Count the lines in the listing below that contain the string "ceiling", with case counting, and reply with only that number.
..............................
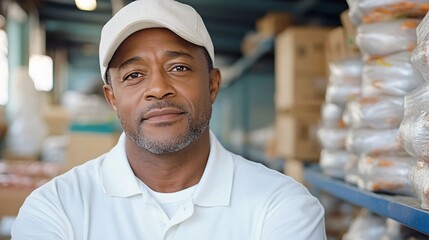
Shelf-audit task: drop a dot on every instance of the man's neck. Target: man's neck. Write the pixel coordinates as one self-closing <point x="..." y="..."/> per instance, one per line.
<point x="170" y="172"/>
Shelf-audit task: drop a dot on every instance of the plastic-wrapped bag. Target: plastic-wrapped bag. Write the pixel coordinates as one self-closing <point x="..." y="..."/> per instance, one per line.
<point x="420" y="56"/>
<point x="331" y="115"/>
<point x="386" y="173"/>
<point x="332" y="138"/>
<point x="368" y="11"/>
<point x="332" y="162"/>
<point x="420" y="182"/>
<point x="341" y="93"/>
<point x="385" y="38"/>
<point x="392" y="75"/>
<point x="373" y="141"/>
<point x="376" y="112"/>
<point x="347" y="71"/>
<point x="351" y="174"/>
<point x="413" y="132"/>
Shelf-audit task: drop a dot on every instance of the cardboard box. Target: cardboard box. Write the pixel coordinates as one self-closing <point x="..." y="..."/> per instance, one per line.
<point x="273" y="23"/>
<point x="304" y="90"/>
<point x="336" y="49"/>
<point x="57" y="119"/>
<point x="11" y="199"/>
<point x="84" y="146"/>
<point x="296" y="134"/>
<point x="302" y="49"/>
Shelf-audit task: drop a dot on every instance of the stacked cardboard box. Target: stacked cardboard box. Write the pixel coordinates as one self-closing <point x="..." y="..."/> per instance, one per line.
<point x="300" y="84"/>
<point x="267" y="27"/>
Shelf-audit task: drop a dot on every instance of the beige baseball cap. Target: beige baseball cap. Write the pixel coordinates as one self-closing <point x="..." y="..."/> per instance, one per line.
<point x="180" y="18"/>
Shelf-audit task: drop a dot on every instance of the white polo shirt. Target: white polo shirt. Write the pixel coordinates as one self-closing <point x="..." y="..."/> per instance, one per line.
<point x="235" y="199"/>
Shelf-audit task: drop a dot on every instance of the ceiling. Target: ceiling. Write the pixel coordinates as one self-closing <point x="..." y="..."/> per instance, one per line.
<point x="226" y="20"/>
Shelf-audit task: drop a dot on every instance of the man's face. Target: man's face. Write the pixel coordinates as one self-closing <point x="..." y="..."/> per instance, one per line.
<point x="162" y="90"/>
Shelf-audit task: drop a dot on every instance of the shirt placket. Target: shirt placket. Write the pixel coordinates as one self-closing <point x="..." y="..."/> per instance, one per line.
<point x="182" y="214"/>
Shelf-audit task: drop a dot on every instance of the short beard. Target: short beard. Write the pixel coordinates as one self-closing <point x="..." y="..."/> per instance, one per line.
<point x="194" y="131"/>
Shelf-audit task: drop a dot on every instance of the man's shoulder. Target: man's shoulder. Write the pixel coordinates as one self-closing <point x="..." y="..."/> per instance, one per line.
<point x="78" y="177"/>
<point x="262" y="178"/>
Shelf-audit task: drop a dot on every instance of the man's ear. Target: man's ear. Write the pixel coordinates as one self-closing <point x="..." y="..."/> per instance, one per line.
<point x="109" y="95"/>
<point x="215" y="83"/>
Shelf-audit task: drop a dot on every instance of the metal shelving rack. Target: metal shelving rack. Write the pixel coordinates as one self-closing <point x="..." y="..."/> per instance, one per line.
<point x="403" y="209"/>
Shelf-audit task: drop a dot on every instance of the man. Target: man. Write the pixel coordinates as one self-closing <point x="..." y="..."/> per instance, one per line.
<point x="168" y="177"/>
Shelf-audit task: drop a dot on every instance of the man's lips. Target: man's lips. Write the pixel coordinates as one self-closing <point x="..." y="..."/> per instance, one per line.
<point x="162" y="114"/>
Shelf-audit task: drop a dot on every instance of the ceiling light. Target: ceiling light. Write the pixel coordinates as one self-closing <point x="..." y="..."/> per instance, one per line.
<point x="86" y="5"/>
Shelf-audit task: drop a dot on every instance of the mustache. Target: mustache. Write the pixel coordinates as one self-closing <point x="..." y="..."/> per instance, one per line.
<point x="160" y="105"/>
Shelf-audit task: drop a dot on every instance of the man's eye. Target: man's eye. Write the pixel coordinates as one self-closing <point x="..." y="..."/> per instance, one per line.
<point x="133" y="75"/>
<point x="180" y="68"/>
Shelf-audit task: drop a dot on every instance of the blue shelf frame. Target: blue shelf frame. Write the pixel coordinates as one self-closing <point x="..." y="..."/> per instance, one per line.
<point x="403" y="209"/>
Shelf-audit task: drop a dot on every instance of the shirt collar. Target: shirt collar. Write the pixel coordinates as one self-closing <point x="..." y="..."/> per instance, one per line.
<point x="117" y="177"/>
<point x="214" y="188"/>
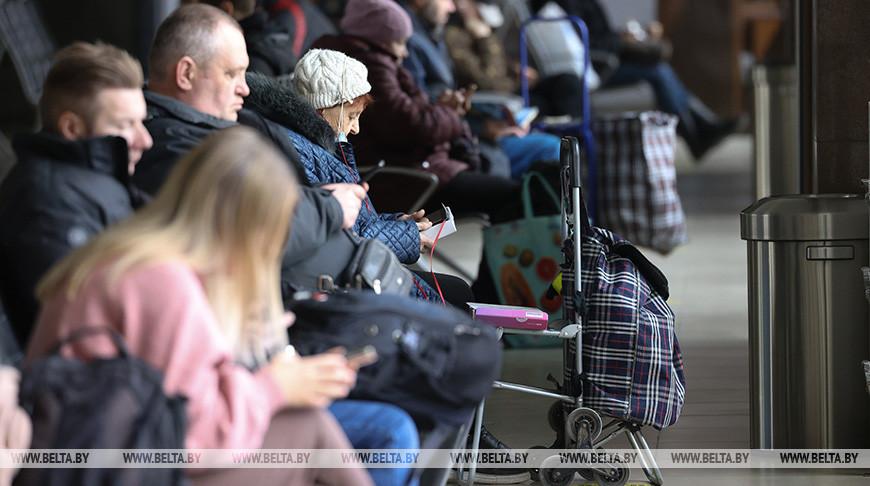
..............................
● **SOLUTION BELOW**: 2